Excerpts from annotation records:
* * * * * * *

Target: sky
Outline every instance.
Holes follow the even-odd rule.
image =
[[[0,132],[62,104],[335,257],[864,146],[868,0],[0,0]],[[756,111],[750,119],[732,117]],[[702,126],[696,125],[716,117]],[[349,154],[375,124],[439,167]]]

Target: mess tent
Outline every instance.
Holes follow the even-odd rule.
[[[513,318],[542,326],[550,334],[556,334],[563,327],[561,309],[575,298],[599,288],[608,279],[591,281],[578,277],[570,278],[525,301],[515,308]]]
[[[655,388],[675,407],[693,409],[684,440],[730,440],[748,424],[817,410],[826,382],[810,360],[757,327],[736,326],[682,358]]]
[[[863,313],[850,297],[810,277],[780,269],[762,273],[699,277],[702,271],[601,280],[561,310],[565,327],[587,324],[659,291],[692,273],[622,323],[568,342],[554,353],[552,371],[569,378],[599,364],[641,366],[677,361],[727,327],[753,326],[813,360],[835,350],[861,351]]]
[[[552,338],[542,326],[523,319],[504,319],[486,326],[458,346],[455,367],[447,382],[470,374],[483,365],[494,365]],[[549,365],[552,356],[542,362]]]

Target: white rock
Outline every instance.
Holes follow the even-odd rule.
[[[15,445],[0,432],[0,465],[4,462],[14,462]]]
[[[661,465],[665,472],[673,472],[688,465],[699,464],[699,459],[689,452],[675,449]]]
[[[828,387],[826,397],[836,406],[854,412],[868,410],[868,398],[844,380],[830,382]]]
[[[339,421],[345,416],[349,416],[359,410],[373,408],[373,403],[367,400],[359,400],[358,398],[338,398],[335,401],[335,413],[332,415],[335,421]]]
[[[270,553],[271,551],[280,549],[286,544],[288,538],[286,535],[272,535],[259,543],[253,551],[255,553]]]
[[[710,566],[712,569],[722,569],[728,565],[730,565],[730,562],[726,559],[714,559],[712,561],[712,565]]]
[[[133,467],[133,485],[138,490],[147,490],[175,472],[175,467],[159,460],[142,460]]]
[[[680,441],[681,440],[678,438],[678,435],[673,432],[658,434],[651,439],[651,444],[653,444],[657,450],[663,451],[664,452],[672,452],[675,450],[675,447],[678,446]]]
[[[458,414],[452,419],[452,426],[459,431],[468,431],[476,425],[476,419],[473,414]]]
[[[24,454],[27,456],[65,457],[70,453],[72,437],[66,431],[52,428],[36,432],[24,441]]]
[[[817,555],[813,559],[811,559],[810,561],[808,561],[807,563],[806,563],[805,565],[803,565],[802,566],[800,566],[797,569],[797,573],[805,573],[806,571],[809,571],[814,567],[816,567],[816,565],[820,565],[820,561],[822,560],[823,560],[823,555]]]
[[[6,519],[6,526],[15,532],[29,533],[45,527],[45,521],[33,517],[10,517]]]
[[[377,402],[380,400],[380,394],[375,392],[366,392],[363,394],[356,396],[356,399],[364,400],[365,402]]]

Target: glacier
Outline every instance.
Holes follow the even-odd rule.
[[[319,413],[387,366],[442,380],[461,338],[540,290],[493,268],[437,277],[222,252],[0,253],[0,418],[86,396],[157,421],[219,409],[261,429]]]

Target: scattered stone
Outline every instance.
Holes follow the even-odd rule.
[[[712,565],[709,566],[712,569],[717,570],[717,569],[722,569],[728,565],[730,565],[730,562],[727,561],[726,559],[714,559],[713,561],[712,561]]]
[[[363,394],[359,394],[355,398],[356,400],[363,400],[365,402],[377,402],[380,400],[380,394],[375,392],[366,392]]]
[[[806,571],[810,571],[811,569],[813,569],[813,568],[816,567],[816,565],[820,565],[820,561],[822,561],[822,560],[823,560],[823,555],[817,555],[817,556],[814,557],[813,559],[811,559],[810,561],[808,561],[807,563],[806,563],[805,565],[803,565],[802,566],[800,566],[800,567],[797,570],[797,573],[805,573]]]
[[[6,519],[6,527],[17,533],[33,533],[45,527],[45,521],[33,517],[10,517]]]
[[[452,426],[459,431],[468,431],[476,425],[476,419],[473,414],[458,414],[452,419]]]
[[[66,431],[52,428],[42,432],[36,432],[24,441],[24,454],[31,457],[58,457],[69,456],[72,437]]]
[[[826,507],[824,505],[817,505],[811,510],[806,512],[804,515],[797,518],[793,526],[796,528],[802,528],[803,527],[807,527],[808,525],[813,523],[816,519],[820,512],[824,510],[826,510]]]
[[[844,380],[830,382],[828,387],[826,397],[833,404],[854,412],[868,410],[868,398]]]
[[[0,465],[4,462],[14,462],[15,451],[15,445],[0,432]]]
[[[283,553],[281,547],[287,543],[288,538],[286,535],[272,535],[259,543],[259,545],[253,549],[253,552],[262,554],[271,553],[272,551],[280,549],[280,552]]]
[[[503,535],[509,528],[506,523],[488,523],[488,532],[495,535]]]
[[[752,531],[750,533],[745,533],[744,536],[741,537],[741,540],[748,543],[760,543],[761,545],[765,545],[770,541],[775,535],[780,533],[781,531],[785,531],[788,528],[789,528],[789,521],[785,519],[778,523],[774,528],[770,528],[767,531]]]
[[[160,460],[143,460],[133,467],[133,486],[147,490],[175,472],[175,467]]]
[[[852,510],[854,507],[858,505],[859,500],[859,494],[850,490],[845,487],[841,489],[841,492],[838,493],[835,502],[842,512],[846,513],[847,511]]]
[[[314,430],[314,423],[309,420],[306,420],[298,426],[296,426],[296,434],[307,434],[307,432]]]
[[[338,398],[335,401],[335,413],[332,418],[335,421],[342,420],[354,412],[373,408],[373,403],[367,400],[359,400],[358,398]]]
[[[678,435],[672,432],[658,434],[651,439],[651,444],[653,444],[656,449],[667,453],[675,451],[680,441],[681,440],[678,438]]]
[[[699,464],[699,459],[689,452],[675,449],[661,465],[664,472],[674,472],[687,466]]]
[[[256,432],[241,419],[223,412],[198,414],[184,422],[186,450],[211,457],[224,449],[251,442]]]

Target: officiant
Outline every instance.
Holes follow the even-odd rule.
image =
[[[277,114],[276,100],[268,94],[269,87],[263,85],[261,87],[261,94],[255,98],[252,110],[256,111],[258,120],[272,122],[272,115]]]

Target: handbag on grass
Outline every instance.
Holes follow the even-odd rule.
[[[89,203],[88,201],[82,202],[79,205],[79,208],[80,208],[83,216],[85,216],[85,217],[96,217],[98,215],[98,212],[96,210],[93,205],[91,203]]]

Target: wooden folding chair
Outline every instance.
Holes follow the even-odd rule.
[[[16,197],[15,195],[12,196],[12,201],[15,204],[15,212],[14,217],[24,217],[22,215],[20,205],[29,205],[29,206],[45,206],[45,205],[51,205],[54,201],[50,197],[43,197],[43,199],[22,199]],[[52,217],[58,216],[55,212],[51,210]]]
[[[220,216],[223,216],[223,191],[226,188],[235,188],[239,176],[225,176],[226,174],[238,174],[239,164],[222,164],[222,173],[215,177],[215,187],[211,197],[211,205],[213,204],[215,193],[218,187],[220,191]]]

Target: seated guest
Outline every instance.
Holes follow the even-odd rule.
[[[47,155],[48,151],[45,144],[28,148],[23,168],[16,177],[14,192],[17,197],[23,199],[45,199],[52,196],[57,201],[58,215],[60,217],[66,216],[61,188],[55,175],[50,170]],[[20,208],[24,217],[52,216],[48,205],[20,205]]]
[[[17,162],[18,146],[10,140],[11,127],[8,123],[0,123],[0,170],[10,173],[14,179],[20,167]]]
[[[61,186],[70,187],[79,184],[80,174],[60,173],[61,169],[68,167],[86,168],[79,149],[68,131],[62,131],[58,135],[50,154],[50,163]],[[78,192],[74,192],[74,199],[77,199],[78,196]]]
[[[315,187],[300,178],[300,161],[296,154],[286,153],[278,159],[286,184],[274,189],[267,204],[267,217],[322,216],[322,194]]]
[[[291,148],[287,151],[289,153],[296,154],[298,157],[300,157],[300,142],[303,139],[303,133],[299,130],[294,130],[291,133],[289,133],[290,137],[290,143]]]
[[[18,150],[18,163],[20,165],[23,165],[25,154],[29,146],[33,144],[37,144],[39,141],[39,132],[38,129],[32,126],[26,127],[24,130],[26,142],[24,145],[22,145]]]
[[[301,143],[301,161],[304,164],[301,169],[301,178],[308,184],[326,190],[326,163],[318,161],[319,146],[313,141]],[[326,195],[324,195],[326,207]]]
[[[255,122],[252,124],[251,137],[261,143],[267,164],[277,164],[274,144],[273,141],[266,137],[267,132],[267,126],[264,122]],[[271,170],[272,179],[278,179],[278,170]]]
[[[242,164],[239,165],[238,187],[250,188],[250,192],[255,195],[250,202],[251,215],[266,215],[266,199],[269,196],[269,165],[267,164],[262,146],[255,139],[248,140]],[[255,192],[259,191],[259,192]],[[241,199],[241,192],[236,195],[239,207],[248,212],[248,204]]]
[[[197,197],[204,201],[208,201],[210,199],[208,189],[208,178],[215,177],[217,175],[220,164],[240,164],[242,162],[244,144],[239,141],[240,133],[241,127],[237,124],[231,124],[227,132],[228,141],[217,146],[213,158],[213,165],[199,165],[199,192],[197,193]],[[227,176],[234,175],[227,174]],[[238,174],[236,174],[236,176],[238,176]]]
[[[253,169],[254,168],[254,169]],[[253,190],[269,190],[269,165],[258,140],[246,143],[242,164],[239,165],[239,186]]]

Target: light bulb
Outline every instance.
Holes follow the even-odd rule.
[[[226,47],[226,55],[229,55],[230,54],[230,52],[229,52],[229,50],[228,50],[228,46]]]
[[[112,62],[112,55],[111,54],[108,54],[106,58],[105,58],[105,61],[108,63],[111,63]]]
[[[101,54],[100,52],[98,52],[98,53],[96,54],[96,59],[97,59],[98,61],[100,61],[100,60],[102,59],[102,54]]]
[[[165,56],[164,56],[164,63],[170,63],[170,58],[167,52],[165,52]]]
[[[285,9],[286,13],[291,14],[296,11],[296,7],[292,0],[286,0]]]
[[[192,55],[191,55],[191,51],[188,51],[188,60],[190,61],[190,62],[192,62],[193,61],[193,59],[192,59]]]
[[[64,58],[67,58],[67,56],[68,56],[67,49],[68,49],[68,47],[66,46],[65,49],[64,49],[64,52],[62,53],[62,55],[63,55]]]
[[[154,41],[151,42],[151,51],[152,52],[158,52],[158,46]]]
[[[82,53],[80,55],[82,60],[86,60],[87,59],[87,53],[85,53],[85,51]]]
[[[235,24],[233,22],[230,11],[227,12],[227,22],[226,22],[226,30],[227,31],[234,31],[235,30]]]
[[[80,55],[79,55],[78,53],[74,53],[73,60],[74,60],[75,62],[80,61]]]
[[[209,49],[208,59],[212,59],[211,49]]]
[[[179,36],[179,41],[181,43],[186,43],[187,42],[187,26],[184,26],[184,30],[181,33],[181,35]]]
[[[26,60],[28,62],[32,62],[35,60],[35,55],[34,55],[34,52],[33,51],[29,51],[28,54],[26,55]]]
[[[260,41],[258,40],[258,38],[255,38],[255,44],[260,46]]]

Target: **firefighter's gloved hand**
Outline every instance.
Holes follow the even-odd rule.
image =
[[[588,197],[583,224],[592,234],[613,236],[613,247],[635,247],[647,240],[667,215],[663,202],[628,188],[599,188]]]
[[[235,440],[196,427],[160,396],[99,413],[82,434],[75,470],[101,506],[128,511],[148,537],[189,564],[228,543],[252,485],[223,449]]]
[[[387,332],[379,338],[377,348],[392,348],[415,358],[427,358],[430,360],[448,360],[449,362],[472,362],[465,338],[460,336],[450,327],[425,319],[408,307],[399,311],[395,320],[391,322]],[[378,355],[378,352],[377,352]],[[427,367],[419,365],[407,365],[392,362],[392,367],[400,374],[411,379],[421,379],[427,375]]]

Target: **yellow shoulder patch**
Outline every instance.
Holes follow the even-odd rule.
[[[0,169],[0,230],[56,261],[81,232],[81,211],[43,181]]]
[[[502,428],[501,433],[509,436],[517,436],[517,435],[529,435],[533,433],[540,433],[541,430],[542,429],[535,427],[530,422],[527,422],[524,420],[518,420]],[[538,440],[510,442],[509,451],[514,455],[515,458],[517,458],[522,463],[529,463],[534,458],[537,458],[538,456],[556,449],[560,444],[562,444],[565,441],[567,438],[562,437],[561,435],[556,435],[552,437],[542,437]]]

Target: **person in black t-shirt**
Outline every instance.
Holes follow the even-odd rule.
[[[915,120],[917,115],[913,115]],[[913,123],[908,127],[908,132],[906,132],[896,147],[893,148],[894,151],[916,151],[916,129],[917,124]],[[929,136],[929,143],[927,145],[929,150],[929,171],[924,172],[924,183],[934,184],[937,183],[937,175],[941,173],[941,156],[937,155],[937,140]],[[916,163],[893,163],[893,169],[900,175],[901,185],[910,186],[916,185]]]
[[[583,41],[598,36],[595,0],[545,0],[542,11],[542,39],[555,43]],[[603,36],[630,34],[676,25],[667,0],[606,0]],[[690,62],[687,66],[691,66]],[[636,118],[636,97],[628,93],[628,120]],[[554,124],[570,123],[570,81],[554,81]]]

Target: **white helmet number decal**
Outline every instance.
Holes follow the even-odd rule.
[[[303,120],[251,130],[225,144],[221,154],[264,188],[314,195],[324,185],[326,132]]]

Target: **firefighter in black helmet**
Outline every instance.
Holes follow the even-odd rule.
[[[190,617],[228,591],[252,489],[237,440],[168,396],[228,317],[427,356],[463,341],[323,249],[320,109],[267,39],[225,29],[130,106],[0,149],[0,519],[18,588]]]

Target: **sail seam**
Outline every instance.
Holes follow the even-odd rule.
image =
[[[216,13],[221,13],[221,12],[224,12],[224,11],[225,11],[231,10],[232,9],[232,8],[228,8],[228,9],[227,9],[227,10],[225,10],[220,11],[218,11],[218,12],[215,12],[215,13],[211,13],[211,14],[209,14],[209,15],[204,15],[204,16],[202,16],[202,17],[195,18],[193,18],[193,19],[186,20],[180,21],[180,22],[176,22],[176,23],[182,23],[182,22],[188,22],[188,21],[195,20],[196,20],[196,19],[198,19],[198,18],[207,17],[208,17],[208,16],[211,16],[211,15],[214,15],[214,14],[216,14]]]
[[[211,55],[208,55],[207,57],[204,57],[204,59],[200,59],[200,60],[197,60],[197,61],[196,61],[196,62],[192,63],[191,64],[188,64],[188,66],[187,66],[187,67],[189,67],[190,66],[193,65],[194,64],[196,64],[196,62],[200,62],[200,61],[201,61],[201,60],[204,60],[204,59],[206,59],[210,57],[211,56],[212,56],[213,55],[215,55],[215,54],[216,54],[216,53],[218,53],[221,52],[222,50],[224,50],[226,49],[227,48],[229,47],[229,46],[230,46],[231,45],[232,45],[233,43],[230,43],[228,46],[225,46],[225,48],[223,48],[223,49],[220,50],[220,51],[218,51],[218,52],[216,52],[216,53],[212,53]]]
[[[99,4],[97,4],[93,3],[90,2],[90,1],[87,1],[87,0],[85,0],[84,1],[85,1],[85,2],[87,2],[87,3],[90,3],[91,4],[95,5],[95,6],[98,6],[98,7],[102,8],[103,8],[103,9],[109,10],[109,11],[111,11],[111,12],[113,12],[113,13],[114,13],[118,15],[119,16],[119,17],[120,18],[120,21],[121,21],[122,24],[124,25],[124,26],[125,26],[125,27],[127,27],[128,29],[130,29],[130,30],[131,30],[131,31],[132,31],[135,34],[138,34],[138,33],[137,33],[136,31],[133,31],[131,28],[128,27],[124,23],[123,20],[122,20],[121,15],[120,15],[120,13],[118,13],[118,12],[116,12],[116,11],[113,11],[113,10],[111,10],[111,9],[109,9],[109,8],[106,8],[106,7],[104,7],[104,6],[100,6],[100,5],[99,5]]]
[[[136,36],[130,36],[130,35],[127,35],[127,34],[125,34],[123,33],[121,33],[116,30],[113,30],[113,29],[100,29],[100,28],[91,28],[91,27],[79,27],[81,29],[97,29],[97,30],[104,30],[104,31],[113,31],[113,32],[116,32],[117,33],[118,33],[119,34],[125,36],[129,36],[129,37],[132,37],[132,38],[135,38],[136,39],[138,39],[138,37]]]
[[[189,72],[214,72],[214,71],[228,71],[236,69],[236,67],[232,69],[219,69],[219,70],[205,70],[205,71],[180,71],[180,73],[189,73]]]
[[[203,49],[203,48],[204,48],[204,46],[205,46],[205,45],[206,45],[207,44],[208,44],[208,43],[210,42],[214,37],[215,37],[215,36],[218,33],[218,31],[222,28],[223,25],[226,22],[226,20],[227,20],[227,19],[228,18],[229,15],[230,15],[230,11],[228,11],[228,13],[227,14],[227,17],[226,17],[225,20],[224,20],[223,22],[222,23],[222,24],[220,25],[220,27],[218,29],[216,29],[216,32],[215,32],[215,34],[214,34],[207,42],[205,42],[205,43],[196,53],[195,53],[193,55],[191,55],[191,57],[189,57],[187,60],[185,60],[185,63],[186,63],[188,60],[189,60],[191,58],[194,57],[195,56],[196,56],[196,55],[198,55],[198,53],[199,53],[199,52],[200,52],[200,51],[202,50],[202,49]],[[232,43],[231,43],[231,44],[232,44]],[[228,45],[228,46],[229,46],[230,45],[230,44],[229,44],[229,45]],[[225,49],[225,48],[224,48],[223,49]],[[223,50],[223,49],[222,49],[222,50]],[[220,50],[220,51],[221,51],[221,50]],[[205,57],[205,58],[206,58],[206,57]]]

* * * * * * *

* **GOAL OF THE EXERCISE**:
Lay out the lines of the data from the line containing "Target: **yellow shoulder patch**" through the line containing "[[[0,169],[0,230],[56,261],[81,232],[81,211],[43,181]]]", inclusive, as a JSON list of strings with one string per line and blank lines omitted.

* **FULL ANSWER**:
[
  "Target: **yellow shoulder patch**",
  "Outline every instance.",
  "Holes follow the even-odd rule.",
  "[[[0,169],[0,230],[56,261],[81,232],[81,211],[43,181]]]"
]